[Tâche à réaliser] Relevez tous les noms propres présents dans le texte donné, chacun une seule fois et dans l'ordre de leur apparition.

[Texte donné]
Selon les procédures carcérales d’État iraniennes, les visites hebdomadaires avec les membres de la famille sont un droit auquel tous les détenus ont droit, ce n’est pas un privilège. Cependant, le CDHI a documenté de nombreux cas dans lesquels ces règles ont souvent été bafouées, notamment entre des détenues mères et leurs jeunes enfants.
Des extraits de l’interview suivent.
CDHI : Pourquoi Nazanin a-t-elle été transférée dans un établissement psychiatrique ?
Ratcliffe : Le responsable de la clinique de la prison d’Evine a informé mercredi dernier (le 13 juillet 2019) qu’elle serait transférée dans un hôpital, ce qui a finalement eu lieu le lundi 15 juillet. Cela fait suite à une recommandation faite par son psychiatre il y a plus de deux mois selon laquelle elle devrait être hospitalisée immédiatement en raison de la détérioration de sa santé mentale.

[Informations fournies]

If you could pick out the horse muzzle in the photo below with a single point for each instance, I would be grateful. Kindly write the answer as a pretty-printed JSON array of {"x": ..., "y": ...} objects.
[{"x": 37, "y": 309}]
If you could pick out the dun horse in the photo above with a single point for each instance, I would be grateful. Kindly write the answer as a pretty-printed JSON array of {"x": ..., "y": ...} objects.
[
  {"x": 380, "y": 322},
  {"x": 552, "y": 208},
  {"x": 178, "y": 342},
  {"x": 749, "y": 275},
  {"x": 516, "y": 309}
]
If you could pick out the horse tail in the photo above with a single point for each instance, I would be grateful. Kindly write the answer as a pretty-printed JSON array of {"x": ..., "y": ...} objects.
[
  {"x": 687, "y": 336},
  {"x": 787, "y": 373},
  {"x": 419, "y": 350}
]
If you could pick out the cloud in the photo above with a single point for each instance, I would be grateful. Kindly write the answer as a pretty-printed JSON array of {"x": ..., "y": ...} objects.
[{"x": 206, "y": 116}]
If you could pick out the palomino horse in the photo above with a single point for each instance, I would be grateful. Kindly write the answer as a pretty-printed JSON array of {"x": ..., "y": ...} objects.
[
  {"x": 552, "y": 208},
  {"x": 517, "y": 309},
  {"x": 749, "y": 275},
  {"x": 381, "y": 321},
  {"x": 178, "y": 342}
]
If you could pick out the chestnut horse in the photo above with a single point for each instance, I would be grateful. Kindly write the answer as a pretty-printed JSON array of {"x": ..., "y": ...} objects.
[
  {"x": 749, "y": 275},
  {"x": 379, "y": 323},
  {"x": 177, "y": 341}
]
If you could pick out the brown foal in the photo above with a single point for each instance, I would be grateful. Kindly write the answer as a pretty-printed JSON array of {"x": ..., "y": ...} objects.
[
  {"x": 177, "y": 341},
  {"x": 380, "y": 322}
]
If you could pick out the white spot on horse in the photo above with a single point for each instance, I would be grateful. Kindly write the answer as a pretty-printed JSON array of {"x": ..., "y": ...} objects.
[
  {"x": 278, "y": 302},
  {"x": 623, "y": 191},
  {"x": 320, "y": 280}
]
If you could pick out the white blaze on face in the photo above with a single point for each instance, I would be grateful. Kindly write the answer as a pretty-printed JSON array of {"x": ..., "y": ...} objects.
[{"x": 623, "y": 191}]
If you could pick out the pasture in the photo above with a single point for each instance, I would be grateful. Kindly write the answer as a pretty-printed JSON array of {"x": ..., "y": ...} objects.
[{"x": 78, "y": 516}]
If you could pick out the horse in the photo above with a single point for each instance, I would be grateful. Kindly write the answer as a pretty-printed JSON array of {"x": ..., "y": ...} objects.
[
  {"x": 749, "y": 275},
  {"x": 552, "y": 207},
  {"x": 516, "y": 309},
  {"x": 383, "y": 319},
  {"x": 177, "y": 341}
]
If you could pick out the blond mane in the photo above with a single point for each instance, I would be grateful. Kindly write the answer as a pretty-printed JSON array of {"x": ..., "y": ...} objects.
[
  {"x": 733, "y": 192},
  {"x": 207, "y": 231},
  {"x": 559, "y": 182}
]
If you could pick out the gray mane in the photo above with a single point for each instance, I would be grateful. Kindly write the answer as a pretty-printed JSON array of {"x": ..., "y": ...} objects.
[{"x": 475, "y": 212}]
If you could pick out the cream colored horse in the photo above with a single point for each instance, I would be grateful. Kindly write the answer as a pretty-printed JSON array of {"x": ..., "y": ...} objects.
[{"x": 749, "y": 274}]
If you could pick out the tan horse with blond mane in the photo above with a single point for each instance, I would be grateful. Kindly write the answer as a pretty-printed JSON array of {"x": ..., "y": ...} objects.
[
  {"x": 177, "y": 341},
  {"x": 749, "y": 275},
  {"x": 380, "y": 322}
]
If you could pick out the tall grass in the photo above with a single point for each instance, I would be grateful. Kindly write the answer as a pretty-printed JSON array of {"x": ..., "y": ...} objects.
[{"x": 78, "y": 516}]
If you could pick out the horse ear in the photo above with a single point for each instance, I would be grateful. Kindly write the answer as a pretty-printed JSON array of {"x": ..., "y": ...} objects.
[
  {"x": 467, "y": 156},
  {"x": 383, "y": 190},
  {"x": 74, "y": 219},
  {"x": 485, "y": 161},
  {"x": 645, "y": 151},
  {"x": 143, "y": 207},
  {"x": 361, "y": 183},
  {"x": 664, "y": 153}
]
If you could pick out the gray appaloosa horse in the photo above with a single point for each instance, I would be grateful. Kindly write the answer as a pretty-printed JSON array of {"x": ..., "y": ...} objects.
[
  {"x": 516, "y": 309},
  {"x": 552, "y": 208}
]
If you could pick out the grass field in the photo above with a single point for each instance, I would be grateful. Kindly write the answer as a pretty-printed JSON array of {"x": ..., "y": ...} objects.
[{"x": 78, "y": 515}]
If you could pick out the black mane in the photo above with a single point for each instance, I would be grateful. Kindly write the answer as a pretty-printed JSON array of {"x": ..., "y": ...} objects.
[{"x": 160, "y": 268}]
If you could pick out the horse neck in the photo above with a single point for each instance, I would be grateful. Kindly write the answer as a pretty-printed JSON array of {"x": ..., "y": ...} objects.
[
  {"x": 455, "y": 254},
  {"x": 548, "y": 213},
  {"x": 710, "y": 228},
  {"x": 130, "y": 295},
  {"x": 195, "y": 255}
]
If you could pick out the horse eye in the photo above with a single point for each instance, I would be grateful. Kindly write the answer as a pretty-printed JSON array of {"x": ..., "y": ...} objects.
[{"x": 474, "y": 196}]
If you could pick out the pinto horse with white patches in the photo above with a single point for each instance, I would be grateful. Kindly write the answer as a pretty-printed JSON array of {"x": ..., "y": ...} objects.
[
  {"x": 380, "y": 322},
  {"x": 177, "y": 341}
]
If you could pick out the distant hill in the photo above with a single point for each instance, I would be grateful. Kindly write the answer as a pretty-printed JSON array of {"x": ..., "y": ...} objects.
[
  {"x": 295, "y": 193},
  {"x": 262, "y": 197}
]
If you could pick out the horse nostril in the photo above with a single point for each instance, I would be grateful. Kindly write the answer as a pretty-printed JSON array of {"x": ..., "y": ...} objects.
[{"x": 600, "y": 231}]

[Résultat de la tâche]
CDHI
Nazanin
Ratcliffe
Evine